» **DIRECTIVES**
1 - Copy out everything in the project journal from "Working to get" down to "cracking on that.", word for word.
2 - Write the next part of the dated project journal, starting right after its final sentence.

» **SELECTED TEXT**
/---

2021-01-08
Divided the old RailRoad project into a public gem named Punk! together with a
template repository named Let’s Punk!
Working to get these to a certain point of doneness before creating a new
project from the template repository which I will use to re-create the 2010
prototype of HackTile.
2021-01-04
First day of a new way of working.
Spent the weekend rearranging the home office, so I’ll be in a different mental
space. It feels good.
Kids are on holidays. Dropped Eliza in to an all-day drama course, then went
shopping with Jack (bought some new coffee… important) and finished off with a
bike ride.
Finishing the Big Sur upgrade. PostgreSQL had died. Played around with OBS for
recording screencasts. Works better than iShowU. Plan to create a HelloWorld app
that smashes RailRoad together with PixiJS and Howler. Need to separate RR out
into a GEM first. So cracking on that.
Someone logged a MegaHAL bug noting that it doesn’t work with Ruby3, which was
released at XMAS, so fixing that too.
2020-09-05
Starting to muck about with text generation in anticipation of NaNoGenMo this
year. I trained a second-order Markov model on over 200 million words of data
(three thousand or so texts from Project Gutenberg). Written in Ruby, using my
native Sooth library, the entire process took 28 hours and resulted in a 674mb
model file. Because Sooth uses a 32-bit context, I used a 16-bit dictionary of
words, which I generated by stripping punctuation and capitalising words and
then selecting the most frequent 64822 words (I wrote a script to count word
frequencies and select word that occurred at least n times such that the
result would contain fewer than 65536 words; I think n ended up being 27 or
something like that).

\---

» **ENTRIES SHOWN**
/---

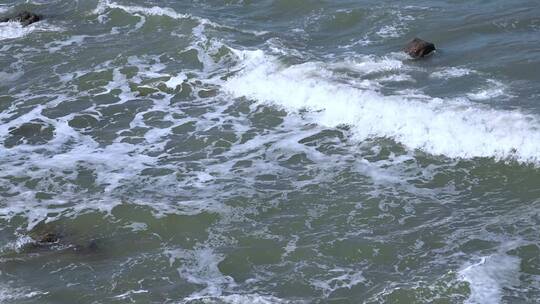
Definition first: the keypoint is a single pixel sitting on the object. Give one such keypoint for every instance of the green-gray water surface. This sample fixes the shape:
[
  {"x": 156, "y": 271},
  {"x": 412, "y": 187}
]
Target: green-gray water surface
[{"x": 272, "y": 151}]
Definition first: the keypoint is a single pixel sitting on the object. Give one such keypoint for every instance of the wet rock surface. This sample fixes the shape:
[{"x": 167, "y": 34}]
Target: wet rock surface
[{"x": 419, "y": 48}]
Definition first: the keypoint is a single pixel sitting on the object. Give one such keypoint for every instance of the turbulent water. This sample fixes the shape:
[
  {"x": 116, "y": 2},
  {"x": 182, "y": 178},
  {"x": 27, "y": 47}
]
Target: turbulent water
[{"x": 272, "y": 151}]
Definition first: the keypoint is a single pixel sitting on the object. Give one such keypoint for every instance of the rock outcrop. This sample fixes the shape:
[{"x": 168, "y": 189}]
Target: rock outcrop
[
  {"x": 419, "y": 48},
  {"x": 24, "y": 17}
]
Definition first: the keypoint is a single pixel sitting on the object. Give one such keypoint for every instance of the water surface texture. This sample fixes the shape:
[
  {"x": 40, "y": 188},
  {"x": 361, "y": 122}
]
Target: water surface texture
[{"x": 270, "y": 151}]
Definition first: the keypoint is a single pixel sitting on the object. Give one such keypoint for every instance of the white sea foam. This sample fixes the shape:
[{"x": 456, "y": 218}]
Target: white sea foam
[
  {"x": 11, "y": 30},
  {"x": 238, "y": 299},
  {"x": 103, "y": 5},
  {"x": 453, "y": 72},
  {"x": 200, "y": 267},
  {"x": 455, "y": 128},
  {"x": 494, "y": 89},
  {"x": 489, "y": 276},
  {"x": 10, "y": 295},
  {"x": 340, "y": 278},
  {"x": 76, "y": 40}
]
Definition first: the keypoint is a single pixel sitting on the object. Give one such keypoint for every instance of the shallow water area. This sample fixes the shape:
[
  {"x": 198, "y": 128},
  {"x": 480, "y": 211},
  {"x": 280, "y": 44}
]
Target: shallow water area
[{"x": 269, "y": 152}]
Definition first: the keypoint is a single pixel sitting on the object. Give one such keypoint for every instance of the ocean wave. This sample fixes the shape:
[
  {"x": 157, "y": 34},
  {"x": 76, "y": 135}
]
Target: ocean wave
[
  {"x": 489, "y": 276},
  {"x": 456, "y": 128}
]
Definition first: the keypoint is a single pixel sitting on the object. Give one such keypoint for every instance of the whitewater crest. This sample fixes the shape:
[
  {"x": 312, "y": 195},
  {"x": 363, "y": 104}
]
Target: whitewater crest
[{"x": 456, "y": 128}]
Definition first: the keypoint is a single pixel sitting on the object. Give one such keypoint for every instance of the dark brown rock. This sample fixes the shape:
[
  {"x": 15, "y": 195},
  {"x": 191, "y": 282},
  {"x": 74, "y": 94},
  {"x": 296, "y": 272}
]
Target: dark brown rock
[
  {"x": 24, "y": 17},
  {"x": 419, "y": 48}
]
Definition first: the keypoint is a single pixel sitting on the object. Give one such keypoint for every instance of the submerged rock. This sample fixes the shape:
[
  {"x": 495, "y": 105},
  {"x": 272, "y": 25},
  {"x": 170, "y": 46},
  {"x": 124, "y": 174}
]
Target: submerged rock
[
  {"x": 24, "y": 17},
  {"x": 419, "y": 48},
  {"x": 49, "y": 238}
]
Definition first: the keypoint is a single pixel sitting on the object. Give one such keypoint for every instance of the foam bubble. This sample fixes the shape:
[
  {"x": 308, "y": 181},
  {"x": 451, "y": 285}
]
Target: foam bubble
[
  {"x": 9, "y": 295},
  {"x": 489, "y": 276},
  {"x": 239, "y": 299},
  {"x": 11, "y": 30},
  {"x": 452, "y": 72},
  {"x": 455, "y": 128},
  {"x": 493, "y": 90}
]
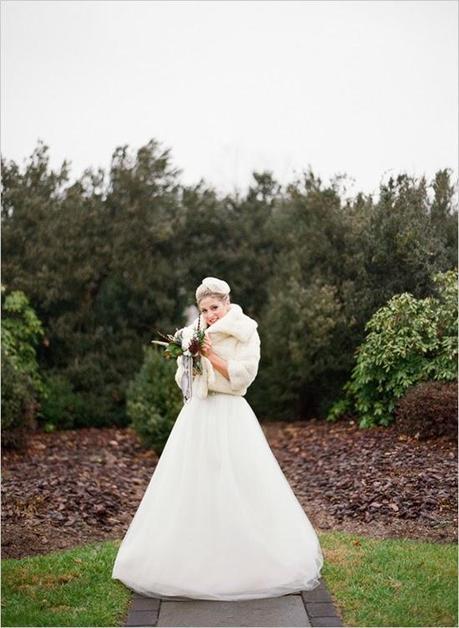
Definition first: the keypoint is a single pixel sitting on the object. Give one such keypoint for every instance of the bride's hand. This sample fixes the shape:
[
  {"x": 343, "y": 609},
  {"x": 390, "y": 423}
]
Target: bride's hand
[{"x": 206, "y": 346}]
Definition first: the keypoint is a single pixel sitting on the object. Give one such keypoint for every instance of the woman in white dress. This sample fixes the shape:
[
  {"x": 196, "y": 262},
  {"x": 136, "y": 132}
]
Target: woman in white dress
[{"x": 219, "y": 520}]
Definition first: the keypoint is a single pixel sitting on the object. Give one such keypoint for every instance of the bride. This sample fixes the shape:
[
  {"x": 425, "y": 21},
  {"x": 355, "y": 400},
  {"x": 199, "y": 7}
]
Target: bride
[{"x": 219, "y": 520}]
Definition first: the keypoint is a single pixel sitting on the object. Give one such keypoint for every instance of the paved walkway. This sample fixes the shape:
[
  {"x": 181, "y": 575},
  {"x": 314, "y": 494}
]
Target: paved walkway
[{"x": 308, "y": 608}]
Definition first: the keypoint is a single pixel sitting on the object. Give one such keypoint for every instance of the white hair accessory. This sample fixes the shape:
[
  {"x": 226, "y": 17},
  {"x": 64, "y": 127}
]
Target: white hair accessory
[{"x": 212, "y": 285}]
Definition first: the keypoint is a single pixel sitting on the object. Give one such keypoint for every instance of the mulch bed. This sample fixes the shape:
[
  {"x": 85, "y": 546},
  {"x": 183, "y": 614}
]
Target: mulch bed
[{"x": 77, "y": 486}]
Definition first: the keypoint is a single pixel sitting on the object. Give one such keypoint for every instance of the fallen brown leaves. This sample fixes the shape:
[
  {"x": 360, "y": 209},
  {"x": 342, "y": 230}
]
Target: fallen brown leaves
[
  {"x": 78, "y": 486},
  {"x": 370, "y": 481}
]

\---
/---

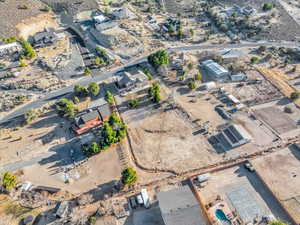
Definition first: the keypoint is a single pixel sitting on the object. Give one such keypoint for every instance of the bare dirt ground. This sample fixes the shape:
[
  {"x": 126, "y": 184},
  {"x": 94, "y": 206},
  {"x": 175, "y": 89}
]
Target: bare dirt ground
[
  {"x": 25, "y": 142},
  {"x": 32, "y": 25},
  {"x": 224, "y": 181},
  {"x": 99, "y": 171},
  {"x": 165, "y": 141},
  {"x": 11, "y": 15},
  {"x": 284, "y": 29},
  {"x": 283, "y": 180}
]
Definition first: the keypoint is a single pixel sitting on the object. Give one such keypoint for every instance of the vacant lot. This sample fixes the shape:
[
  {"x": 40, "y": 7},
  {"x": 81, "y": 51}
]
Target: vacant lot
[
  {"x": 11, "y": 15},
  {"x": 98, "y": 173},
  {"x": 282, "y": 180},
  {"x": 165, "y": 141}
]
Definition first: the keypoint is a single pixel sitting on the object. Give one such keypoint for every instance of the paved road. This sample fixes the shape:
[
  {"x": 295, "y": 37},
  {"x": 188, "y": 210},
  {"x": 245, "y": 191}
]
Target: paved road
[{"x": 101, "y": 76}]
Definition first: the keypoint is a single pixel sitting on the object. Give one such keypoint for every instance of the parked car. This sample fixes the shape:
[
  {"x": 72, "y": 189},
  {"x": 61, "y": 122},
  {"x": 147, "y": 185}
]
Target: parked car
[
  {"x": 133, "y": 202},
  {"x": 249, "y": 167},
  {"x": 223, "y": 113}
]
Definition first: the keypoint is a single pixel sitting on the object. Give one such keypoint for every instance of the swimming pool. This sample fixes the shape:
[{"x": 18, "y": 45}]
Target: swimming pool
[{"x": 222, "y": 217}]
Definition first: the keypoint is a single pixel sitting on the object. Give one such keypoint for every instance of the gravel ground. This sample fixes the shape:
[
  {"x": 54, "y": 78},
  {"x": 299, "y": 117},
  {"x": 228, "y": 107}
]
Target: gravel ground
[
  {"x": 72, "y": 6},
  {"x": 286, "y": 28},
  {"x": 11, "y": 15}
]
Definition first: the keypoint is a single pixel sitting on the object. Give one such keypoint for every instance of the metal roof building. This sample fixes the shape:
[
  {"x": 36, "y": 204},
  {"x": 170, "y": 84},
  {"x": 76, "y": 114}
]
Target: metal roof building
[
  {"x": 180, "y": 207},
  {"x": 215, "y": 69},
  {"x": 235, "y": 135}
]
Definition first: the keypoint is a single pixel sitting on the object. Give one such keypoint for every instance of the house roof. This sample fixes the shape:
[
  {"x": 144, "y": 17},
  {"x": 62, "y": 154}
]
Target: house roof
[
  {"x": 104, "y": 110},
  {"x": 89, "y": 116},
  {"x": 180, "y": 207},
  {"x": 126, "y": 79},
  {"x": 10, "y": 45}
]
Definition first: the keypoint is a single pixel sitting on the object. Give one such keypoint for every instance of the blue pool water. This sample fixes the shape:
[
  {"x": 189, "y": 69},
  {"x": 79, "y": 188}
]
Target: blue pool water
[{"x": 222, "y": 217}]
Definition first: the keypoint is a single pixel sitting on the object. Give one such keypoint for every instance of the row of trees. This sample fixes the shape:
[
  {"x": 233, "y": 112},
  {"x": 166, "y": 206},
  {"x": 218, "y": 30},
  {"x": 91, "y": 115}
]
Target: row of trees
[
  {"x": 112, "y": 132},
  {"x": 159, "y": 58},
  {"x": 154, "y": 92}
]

\---

» **TASK-BY-TASK RESULTS**
1 -
Working to get these to a certain point of doneness before creating a new
project from the template repository which I will use to re-create the 2010
prototype of HackTile.
2021-01-04
First day of a new way of working.
Spent the weekend rearranging the home office, so I’ll be in a different mental
space. It feels good.
Kids are on holidays. Dropped Eliza in to an all-day drama course, then went
shopping with Jack (bought some new coffee… important) and finished off with a
bike ride.
Finishing the Big Sur upgrade. PostgreSQL had died. Played around with OBS for
recording screencasts. Works better than iShowU. Plan to create a HelloWorld app
that smashes RailRoad together with PixiJS and Howler. Need to separate RR out
into a GEM first. So cracking on that.

2 -
I want to use the Markov model to generate sentences, but at the moment it does
a rather poor job. Here are some examples:
<SENTENCE> SOME GENERATION OF ARCHITECT OF GREATNE WOULD COME FOR THE TERM OF ADORATION <SENTENCE>
<SENTENCE> YES SIR HE MADE HER A MAGICIAN HE EXCLAIMED <SENTENCE>
<SENTENCE> AND THIS THOU BUT <BLANK> WAS A PRAYER OVER THAT ALIEN ELEMENT <SENTENCE>
I should also note that <SENTENCE>
and <BLANK>
are special words, as are
<ERROR>
, <PARAGRAPH>
, <CHAPTER>
and <BOOK>
. And that I strip S
from
the ends of words, so that GREATNESS
becomes GREATNE
, in an effort to reduce
the number of unique words (as removing an S
will often turn a word from
plural to singular).
As an example, here is the opening chapter of “The Emerald City of Oz” by L.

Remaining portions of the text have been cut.